▸ **Your task**
Please give the material below as a Markdown table with two columns, Row and Line, putting each line in its own numbered row and leaving out blank lines.

▸ **Data excerpts**
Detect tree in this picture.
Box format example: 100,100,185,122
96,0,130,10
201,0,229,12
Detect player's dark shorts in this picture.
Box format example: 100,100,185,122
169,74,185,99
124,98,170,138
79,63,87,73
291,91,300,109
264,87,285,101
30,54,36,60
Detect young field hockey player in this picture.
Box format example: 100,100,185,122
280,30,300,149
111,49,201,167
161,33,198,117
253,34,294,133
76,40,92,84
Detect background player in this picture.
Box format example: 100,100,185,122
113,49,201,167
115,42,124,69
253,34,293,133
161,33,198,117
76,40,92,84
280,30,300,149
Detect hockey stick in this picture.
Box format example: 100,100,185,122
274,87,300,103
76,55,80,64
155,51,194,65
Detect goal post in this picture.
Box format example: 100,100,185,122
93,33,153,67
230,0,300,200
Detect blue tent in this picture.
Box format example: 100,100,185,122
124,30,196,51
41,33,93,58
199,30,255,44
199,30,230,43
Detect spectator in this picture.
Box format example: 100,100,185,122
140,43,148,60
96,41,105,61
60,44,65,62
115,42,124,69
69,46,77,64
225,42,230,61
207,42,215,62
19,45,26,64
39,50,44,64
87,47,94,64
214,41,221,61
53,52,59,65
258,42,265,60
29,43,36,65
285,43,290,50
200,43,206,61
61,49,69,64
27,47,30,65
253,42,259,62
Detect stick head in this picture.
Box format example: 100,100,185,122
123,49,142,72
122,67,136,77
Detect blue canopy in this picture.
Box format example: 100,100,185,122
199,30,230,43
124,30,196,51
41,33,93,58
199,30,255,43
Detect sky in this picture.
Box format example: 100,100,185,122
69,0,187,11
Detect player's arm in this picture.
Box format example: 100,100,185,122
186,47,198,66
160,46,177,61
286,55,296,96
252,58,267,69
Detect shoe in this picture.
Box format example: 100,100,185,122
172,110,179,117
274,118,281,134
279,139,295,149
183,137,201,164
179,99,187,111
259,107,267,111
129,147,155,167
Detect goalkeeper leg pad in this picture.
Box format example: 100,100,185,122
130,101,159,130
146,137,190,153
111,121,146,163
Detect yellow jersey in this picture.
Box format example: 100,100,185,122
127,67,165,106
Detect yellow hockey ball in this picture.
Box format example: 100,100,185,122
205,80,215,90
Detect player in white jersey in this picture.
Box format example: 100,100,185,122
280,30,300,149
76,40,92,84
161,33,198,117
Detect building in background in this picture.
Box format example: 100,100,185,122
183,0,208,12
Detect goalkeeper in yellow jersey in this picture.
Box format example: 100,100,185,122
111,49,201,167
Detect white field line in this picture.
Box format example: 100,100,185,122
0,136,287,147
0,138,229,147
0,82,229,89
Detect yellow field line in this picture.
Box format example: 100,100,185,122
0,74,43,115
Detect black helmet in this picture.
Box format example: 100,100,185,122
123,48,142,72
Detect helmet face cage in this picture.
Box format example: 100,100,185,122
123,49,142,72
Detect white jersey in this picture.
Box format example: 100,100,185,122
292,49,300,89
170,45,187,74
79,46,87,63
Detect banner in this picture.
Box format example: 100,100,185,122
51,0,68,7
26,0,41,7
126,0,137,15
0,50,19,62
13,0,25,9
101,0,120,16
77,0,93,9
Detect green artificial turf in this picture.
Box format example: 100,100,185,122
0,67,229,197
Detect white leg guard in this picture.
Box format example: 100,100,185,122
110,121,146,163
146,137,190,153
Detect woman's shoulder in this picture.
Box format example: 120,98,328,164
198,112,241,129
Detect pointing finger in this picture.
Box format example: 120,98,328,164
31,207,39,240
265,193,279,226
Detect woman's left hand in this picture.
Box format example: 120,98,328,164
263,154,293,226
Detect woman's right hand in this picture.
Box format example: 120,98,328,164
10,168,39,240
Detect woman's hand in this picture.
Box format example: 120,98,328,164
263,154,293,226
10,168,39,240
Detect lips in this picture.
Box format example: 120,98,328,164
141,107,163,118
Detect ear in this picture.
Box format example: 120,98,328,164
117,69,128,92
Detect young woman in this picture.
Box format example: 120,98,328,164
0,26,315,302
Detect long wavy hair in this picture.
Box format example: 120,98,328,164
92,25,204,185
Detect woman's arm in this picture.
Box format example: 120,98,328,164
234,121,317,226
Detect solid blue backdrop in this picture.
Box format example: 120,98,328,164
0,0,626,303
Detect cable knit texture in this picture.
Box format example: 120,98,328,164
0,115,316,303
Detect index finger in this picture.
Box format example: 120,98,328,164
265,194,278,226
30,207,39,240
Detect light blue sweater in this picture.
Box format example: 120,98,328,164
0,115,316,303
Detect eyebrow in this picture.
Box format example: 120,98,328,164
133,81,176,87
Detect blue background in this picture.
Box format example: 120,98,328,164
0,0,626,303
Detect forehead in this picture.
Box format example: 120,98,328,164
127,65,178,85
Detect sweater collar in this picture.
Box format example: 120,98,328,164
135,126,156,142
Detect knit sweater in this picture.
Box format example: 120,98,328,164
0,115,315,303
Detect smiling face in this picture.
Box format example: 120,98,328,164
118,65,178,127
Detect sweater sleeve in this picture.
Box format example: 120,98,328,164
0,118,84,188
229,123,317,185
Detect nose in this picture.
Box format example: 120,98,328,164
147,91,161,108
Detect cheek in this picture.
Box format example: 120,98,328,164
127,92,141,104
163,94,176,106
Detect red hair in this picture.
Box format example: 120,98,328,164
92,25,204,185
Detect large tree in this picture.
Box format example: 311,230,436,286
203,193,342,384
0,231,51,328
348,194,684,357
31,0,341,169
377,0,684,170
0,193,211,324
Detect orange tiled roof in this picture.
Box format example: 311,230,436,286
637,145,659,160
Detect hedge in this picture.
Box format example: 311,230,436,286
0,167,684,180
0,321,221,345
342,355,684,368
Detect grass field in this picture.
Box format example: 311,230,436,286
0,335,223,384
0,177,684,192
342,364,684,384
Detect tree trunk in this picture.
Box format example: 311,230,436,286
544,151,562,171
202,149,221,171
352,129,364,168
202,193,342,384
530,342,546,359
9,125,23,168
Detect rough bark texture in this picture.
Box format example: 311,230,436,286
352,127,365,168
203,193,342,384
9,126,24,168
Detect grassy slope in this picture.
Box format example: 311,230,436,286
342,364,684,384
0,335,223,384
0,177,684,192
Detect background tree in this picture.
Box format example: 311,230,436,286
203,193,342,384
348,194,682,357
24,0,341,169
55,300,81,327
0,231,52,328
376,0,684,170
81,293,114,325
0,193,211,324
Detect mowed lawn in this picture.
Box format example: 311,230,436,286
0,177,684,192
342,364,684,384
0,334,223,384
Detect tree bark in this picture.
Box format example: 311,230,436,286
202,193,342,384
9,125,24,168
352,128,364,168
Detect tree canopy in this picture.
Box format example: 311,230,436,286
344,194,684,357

▸ **Expected output**
| Row | Line |
|---|---|
| 1 | Detect tree in this picture. |
| 2 | Box format example: 100,100,185,122 |
| 3 | 96,0,130,10 |
| 4 | 201,0,229,12 |
| 5 | Detect player's dark shorts in this picture. |
| 6 | Box format example: 100,100,185,122 |
| 7 | 169,74,185,99 |
| 8 | 124,98,170,138 |
| 9 | 79,63,87,73 |
| 10 | 291,91,300,109 |
| 11 | 264,87,285,101 |
| 12 | 30,54,36,60 |
| 13 | Detect young field hockey player in this picture. |
| 14 | Box format example: 100,100,185,122 |
| 15 | 280,30,300,149 |
| 16 | 111,49,201,167 |
| 17 | 161,33,198,117 |
| 18 | 253,34,294,133 |
| 19 | 76,40,92,84 |
| 20 | Detect background player in this picture. |
| 21 | Box format example: 100,100,185,122 |
| 22 | 113,49,201,167 |
| 23 | 115,42,124,69 |
| 24 | 253,34,293,133 |
| 25 | 161,33,198,117 |
| 26 | 76,40,92,84 |
| 27 | 280,30,300,149 |
| 28 | Detect hockey stick in this picture. |
| 29 | Box format example: 100,100,185,122 |
| 30 | 274,87,300,103 |
| 31 | 76,55,80,64 |
| 32 | 155,51,194,65 |
| 33 | Detect goal post in this picture. |
| 34 | Box format example: 100,100,185,122 |
| 35 | 93,33,153,67 |
| 36 | 230,0,300,200 |
| 37 | Detect blue tent in this picture. |
| 38 | Box format example: 100,100,185,122 |
| 39 | 124,30,196,51 |
| 40 | 41,33,93,58 |
| 41 | 199,30,255,44 |
| 42 | 199,30,230,43 |
| 43 | Detect spectator in this picture. |
| 44 | Box format example: 100,100,185,122 |
| 45 | 140,43,148,60 |
| 46 | 96,41,105,61 |
| 47 | 60,44,65,62 |
| 48 | 115,42,124,69 |
| 49 | 69,46,77,64 |
| 50 | 225,42,230,61 |
| 51 | 207,42,215,62 |
| 52 | 19,45,26,64 |
| 53 | 39,50,44,64 |
| 54 | 87,47,94,64 |
| 55 | 214,41,221,61 |
| 56 | 53,52,59,65 |
| 57 | 258,42,265,60 |
| 58 | 29,43,36,65 |
| 59 | 285,43,290,50 |
| 60 | 200,43,206,61 |
| 61 | 61,49,69,64 |
| 62 | 27,47,30,65 |
| 63 | 253,42,259,62 |
| 64 | Detect stick head in this picture. |
| 65 | Box format example: 100,100,185,122 |
| 66 | 123,49,142,72 |
| 67 | 122,67,136,77 |
| 68 | Detect blue canopy in this picture. |
| 69 | Box format example: 100,100,185,122 |
| 70 | 199,30,230,43 |
| 71 | 124,30,196,51 |
| 72 | 41,33,93,58 |
| 73 | 199,30,255,43 |
| 74 | Detect sky in this picture. |
| 75 | Box format example: 100,100,185,122 |
| 76 | 69,0,187,11 |
| 77 | Detect player's arm in this picture. |
| 78 | Box format example: 100,100,185,122 |
| 79 | 186,47,198,66 |
| 80 | 160,46,177,61 |
| 81 | 286,55,296,96 |
| 82 | 252,58,267,69 |
| 83 | Detect shoe in this picture. |
| 84 | Box format example: 100,100,185,122 |
| 85 | 172,110,179,117 |
| 86 | 274,118,281,134 |
| 87 | 279,139,295,149 |
| 88 | 183,137,201,164 |
| 89 | 179,99,187,111 |
| 90 | 259,107,267,111 |
| 91 | 129,147,155,167 |
| 92 | Detect goalkeeper leg pad in this picture. |
| 93 | Box format example: 100,100,185,122 |
| 94 | 130,101,159,130 |
| 95 | 146,137,190,153 |
| 96 | 111,121,146,163 |
| 97 | Detect yellow jersey in this picture. |
| 98 | Box format example: 100,100,185,122 |
| 99 | 127,67,165,106 |
| 100 | Detect yellow hockey ball in this picture. |
| 101 | Box format example: 100,100,185,122 |
| 102 | 205,80,215,90 |
| 103 | Detect player in white jersey in this picture. |
| 104 | Box format example: 100,100,185,122 |
| 105 | 280,30,300,149 |
| 106 | 76,40,92,84 |
| 107 | 161,33,198,117 |
| 108 | Detect building in background in this picture. |
| 109 | Box format example: 100,100,185,122 |
| 110 | 183,0,208,12 |
| 111 | Detect goalkeeper in yellow jersey in this picture. |
| 112 | Box format example: 100,100,185,122 |
| 113 | 111,49,201,167 |
| 114 | Detect white field line in this picture. |
| 115 | Box format example: 100,100,185,122 |
| 116 | 0,136,287,147 |
| 117 | 0,138,229,147 |
| 118 | 0,82,229,89 |
| 119 | Detect yellow field line in this picture. |
| 120 | Box format example: 100,100,185,122 |
| 121 | 0,74,43,115 |
| 122 | Detect black helmet in this picture. |
| 123 | Box format example: 100,100,185,122 |
| 124 | 123,48,142,72 |
| 125 | Detect helmet face cage in this picture. |
| 126 | Box format example: 100,100,185,122 |
| 127 | 123,49,142,72 |
| 128 | Detect white jersey in this picture. |
| 129 | Box format example: 100,100,185,122 |
| 130 | 292,49,300,89 |
| 131 | 170,45,187,74 |
| 132 | 79,46,87,63 |
| 133 | Detect banner in this picture. |
| 134 | Box format example: 100,100,185,122 |
| 135 | 51,0,68,7 |
| 136 | 26,0,41,7 |
| 137 | 126,0,137,15 |
| 138 | 0,50,19,62 |
| 139 | 13,0,25,9 |
| 140 | 101,0,120,16 |
| 141 | 77,0,93,9 |
| 142 | Detect green artificial turf in this picture. |
| 143 | Box format example: 100,100,185,122 |
| 144 | 0,67,229,197 |
| 145 | Detect white leg guard in this picture. |
| 146 | Box format example: 100,100,185,122 |
| 147 | 110,121,146,163 |
| 148 | 146,137,190,153 |
| 149 | Detect woman's shoulder in this picture. |
| 150 | Box format example: 120,98,328,164 |
| 151 | 198,112,241,129 |
| 152 | Detect pointing finger in this picture. |
| 153 | Box format example: 120,98,328,164 |
| 154 | 31,207,39,240 |
| 155 | 265,193,279,226 |
| 156 | Detect woman's left hand in this picture. |
| 157 | Box format example: 120,98,328,164 |
| 158 | 263,154,293,226 |
| 159 | Detect woman's right hand in this picture. |
| 160 | Box format example: 120,98,328,164 |
| 161 | 10,168,39,240 |
| 162 | Detect woman's hand in this picture. |
| 163 | Box format example: 120,98,328,164 |
| 164 | 263,154,293,226 |
| 165 | 10,168,39,240 |
| 166 | Detect lips in this picture. |
| 167 | Box format example: 120,98,328,164 |
| 168 | 141,107,163,118 |
| 169 | Detect ear in this picture. |
| 170 | Box format example: 120,98,328,164 |
| 171 | 117,69,128,92 |
| 172 | Detect young woman in this picture. |
| 173 | Box format example: 120,98,328,164 |
| 174 | 0,26,315,302 |
| 175 | Detect long wavy hair in this picture. |
| 176 | Box format example: 120,98,328,164 |
| 177 | 92,25,204,185 |
| 178 | Detect woman's arm in this picture. |
| 179 | Box format example: 120,98,328,164 |
| 180 | 234,121,317,226 |
| 181 | Detect solid blue backdrop in this picture. |
| 182 | Box format example: 120,98,328,164 |
| 183 | 0,0,626,303 |
| 184 | Detect cable knit texture in this picture. |
| 185 | Box format example: 120,98,328,164 |
| 186 | 0,115,316,303 |
| 187 | Detect index finger in this picture. |
| 188 | Box format example: 120,98,328,164 |
| 189 | 265,194,278,226 |
| 190 | 30,207,39,240 |
| 191 | Detect light blue sweater in this picture. |
| 192 | Box format example: 120,98,328,164 |
| 193 | 0,115,316,303 |
| 194 | Detect eyebrow in this picture. |
| 195 | Box format example: 120,98,328,164 |
| 196 | 133,81,176,87 |
| 197 | Detect blue background in this picture. |
| 198 | Box format example: 120,98,328,164 |
| 199 | 0,0,626,303 |
| 200 | Detect forehead in this picture. |
| 201 | Box format example: 120,98,328,164 |
| 202 | 127,65,178,85 |
| 203 | Detect sweater collar in this picture. |
| 204 | Box format example: 120,98,328,164 |
| 205 | 135,126,156,142 |
| 206 | Detect knit sweater in this picture. |
| 207 | Box format example: 120,98,328,164 |
| 208 | 0,115,315,303 |
| 209 | Detect smiling face in this picture. |
| 210 | Box format example: 120,98,328,164 |
| 211 | 118,65,178,127 |
| 212 | Detect sweater sleeve in this picture. |
| 213 | Box format example: 120,98,328,164 |
| 214 | 0,118,84,188 |
| 215 | 229,123,317,185 |
| 216 | Detect nose in this picture. |
| 217 | Box format example: 120,98,328,164 |
| 218 | 147,91,161,108 |
| 219 | Detect cheek in this picture. |
| 220 | Box format example: 120,98,328,164 |
| 221 | 127,92,141,104 |
| 222 | 163,94,176,106 |
| 223 | Detect red hair in this picture. |
| 224 | Box format example: 120,98,328,164 |
| 225 | 92,25,204,185 |
| 226 | Detect large tree in this picture. |
| 227 | Box format example: 311,230,436,286 |
| 228 | 203,193,342,384 |
| 229 | 0,231,51,328 |
| 230 | 348,194,684,357 |
| 231 | 31,0,341,169 |
| 232 | 377,0,684,170 |
| 233 | 0,193,211,324 |
| 234 | Detect orange tiled roof in this picture. |
| 235 | Box format example: 311,230,436,286 |
| 236 | 637,145,659,160 |
| 237 | Detect hedge in this picture. |
| 238 | Box format example: 311,230,436,286 |
| 239 | 0,167,684,180 |
| 240 | 0,321,221,345 |
| 241 | 342,355,684,368 |
| 242 | Detect grass field in this picture. |
| 243 | Box format example: 311,230,436,286 |
| 244 | 0,335,223,384 |
| 245 | 0,177,684,192 |
| 246 | 342,364,684,384 |
| 247 | Detect tree trunk in this picture. |
| 248 | Box format example: 311,230,436,286 |
| 249 | 544,151,562,171 |
| 250 | 202,149,221,171 |
| 251 | 352,129,364,168 |
| 252 | 202,193,342,384 |
| 253 | 530,342,546,359 |
| 254 | 9,125,23,168 |
| 255 | Detect rough bark texture in this picture. |
| 256 | Box format example: 311,230,436,286 |
| 257 | 352,127,365,168 |
| 258 | 203,193,342,384 |
| 259 | 9,126,24,168 |
| 260 | Detect grassy slope in this picture. |
| 261 | Box format example: 311,230,436,286 |
| 262 | 342,364,684,384 |
| 263 | 0,335,223,384 |
| 264 | 0,177,684,192 |
| 265 | Detect background tree in this picture. |
| 266 | Box format example: 311,230,436,286 |
| 267 | 203,193,342,384 |
| 268 | 348,194,682,357 |
| 269 | 24,0,341,169 |
| 270 | 55,300,81,327 |
| 271 | 0,231,52,328 |
| 272 | 376,0,684,170 |
| 273 | 81,293,114,325 |
| 274 | 0,193,211,324 |
| 275 | Detect mowed lawn in this picture. |
| 276 | Box format example: 311,230,436,286 |
| 277 | 0,177,684,192 |
| 278 | 342,364,684,384 |
| 279 | 0,334,223,384 |
| 280 | Detect tree bark in this picture. |
| 281 | Box format example: 311,230,436,286 |
| 282 | 202,193,342,384 |
| 283 | 9,125,24,168 |
| 284 | 352,128,364,168 |
| 285 | Detect tree canopy in this picture. |
| 286 | Box format example: 311,230,436,286 |
| 287 | 344,194,684,357 |